### GIVEN INSTRUCTION
Copy out the records again, starting with the line that contains "Help me find the mossy rock." and continuing through the line that contains "[119,201,366,267]", both included.
##### GIVEN RECORDS
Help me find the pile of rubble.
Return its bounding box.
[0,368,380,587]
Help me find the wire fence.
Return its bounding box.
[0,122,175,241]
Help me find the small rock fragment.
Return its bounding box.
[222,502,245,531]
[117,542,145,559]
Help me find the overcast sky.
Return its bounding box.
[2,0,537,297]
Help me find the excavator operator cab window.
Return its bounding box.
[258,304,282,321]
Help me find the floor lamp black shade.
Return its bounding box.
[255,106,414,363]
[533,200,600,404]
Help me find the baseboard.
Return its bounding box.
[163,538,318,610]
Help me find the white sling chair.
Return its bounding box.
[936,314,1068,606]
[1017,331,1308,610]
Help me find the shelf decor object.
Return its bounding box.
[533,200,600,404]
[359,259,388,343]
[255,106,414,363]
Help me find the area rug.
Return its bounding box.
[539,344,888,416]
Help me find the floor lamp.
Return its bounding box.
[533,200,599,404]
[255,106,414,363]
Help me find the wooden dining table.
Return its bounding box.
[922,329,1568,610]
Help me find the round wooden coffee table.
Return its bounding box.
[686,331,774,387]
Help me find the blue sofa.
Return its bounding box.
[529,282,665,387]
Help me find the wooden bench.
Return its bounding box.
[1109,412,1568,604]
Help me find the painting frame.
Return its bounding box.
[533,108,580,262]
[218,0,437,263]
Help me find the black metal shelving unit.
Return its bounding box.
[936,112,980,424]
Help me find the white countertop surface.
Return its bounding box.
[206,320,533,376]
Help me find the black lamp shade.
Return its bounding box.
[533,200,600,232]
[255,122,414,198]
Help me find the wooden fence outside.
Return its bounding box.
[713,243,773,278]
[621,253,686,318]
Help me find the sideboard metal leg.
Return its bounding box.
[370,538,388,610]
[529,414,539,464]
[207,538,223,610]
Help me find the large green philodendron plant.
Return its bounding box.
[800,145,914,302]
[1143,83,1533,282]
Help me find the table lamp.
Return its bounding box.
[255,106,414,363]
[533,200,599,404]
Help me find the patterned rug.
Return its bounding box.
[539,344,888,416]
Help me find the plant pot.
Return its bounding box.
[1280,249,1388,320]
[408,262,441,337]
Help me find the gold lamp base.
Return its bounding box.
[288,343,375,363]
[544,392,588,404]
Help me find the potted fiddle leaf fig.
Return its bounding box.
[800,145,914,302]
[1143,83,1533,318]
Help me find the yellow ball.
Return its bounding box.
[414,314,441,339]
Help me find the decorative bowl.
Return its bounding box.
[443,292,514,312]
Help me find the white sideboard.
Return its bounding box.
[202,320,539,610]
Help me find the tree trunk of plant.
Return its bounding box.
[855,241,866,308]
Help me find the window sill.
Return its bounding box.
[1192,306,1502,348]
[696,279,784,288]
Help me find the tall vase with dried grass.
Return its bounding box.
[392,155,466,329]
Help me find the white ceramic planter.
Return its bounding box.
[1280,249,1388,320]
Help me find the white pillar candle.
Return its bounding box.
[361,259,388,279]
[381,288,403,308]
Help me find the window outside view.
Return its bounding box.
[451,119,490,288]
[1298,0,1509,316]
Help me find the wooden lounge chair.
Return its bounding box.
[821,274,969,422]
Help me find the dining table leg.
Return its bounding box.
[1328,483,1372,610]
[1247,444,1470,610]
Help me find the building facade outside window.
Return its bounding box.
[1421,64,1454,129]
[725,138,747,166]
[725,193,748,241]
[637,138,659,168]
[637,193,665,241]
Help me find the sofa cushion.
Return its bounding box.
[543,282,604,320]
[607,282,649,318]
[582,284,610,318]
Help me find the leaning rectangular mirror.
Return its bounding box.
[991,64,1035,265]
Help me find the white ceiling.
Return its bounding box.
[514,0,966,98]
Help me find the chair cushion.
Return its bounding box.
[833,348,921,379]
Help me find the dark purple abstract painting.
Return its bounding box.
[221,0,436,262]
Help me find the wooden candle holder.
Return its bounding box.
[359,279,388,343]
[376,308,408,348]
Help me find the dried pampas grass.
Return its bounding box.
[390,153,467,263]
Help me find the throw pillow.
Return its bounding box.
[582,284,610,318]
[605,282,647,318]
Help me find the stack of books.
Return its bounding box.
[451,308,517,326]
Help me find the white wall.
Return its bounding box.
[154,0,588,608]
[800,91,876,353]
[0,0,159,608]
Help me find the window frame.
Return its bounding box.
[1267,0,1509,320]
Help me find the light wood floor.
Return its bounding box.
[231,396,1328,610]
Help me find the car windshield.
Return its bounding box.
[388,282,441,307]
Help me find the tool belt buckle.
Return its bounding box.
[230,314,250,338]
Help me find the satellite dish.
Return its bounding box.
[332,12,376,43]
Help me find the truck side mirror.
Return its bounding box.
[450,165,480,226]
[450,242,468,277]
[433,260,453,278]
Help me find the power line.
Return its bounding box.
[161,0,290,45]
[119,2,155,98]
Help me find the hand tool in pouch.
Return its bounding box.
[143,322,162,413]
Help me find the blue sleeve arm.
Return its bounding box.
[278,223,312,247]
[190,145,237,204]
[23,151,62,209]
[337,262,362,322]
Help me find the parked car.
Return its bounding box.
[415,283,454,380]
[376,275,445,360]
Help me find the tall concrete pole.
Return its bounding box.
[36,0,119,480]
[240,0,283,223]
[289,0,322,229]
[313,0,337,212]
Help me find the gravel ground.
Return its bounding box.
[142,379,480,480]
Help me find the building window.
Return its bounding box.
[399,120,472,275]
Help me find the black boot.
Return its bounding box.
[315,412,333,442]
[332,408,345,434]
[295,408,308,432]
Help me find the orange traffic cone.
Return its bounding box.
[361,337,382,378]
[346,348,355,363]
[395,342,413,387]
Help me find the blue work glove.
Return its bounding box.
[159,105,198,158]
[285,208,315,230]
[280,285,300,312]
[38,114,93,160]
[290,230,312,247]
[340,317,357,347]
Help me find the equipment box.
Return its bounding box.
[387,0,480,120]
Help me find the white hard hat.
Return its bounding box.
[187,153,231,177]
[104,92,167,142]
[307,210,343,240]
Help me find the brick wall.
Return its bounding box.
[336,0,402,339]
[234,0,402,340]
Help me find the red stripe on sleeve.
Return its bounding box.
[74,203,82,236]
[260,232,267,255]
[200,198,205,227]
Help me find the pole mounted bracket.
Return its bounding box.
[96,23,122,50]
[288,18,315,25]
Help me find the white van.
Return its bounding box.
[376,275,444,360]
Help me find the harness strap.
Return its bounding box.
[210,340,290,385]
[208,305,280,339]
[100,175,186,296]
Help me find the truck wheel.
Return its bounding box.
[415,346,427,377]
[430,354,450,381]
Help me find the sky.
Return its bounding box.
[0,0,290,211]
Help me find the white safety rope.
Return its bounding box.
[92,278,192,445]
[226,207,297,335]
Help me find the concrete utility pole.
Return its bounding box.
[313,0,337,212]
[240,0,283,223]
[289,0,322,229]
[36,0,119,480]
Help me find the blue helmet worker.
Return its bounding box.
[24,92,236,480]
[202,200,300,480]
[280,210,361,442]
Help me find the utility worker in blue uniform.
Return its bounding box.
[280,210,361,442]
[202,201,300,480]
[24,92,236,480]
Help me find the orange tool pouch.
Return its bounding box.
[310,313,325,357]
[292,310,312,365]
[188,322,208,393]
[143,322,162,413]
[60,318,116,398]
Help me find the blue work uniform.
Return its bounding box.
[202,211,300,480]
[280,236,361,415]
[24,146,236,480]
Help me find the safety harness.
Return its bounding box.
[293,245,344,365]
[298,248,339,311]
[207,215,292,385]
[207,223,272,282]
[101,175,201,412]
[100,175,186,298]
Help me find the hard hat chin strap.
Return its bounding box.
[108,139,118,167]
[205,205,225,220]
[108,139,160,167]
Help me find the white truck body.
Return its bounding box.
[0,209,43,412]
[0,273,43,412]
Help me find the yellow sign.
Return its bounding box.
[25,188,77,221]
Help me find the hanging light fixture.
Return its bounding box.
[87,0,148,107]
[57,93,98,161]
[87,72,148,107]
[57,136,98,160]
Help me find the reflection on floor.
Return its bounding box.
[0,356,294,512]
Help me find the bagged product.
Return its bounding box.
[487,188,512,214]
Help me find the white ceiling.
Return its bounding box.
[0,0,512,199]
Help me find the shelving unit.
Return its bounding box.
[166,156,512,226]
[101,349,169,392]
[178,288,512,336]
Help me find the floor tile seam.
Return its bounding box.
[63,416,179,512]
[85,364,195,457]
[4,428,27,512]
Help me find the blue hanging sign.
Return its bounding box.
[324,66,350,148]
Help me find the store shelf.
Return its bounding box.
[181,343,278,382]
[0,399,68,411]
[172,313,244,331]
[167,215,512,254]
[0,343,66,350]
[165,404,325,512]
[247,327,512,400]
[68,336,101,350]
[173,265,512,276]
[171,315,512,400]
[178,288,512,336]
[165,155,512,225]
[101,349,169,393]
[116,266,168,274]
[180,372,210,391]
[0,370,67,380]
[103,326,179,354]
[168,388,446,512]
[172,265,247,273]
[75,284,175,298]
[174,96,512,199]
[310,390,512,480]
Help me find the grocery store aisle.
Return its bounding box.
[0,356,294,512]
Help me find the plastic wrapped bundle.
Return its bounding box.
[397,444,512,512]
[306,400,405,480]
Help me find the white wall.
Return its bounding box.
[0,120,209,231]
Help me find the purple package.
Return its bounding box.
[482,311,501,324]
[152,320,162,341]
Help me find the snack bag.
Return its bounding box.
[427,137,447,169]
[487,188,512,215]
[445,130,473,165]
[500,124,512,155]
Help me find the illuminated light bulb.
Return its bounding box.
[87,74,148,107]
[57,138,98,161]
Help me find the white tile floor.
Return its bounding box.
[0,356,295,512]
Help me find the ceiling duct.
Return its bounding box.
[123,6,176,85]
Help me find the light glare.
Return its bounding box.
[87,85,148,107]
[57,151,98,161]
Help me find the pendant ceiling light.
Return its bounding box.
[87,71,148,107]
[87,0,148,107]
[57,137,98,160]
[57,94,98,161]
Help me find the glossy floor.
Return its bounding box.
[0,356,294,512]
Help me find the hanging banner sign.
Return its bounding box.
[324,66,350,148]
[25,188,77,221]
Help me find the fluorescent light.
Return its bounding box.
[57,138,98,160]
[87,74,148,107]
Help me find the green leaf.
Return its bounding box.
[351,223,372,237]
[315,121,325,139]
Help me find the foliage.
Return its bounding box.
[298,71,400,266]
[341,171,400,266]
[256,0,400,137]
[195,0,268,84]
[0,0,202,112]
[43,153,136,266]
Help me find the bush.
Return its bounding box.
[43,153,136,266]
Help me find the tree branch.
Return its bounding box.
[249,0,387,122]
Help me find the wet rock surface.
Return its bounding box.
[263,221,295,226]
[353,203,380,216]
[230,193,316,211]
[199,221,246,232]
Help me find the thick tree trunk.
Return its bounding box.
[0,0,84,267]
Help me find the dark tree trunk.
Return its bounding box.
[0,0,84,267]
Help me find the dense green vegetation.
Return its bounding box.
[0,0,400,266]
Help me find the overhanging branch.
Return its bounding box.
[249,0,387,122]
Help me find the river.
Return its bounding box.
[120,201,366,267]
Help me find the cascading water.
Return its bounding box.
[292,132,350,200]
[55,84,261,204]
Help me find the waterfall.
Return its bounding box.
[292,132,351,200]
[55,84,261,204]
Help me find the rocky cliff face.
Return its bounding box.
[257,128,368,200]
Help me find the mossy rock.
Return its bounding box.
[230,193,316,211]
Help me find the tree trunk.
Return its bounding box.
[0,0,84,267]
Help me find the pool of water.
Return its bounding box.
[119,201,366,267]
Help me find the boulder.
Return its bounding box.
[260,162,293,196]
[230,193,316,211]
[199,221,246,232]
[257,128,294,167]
##########
### FINISHED ANSWER
Help me find the mossy rock.
Return its bounding box.
[230,193,316,211]
Help me find the tree trunk.
Return its bounding box.
[0,0,84,267]
Help me find the pool of water.
Return its bounding box.
[119,201,366,267]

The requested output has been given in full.